> [Required action A]
In the text on traffic and sprawl, write out the passage from "Contrast that with" up to and including "for 7-9 months!", switching "Philly" to "Boston".
> [Required action B]
According to the text on traffic and sprawl, what highway is so jammed that its exits are measured on signage in fractions?

> [Given text]
Contrast that with living in Philly, and we have a highway (676) that is so jammed all the time that the exits are measured on signage in fractions.
That’s disgusting, and I now feel bad for Atlanta.
Oh don’t feel bad for us. It’s also hotter than hell with 115% humidity every day for 7-9 months!
also they’re surrounded by fuckin repedoclicans
We have a lot of sprawl here and the reasons are many. Just like Dallas and LA, we have a ton of road infrastructure and zoning laws that eat up a lot of land. We also don’t have any natural barriers, like an ocean or a mountain range, to limit our expansion. Just to keep building and add another lane. Thanks for asking.
the funny thing is, every city is always just one more lane away from solving their traffic problems.
Yeah, the metro area (albeit unofficially) effectively takes up most of the eastern and northeastern sections of the state. It is a truly huge suburban sprawl.
When I interviewed at a company some years ago, the commute would have been ~an hour on a normal day (potentially longer if I did park-n-ride). I was very forward about wanting to only come into the office once or maybe twice a week. The manager I was talking with brushed off my commute time by basically saying that the commute wasn’t that long and he knew others that commuted much longer. That was a huge red flag for me and I did not proceed with them. I don’t care what others will tolerate. If management is going to ignore concerns like that, I don’t want to work there. It was really apparent that he wouldn’t let me work from home more than maybe once a week if I was lucky.

> [Dataset extract]

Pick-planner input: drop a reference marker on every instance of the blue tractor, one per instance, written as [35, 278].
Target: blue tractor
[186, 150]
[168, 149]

> [Answer box A]
Contrast that with living in Boston, and we have a highway (676) that is so jammed all the time that the exits are measured on signage in fractions.
That’s disgusting, and I now feel bad for Atlanta.
Oh don’t feel bad for us. It’s also hotter than hell with 115% humidity every day for 7-9 months!

> [Answer box B]
Highway 676 in Philly.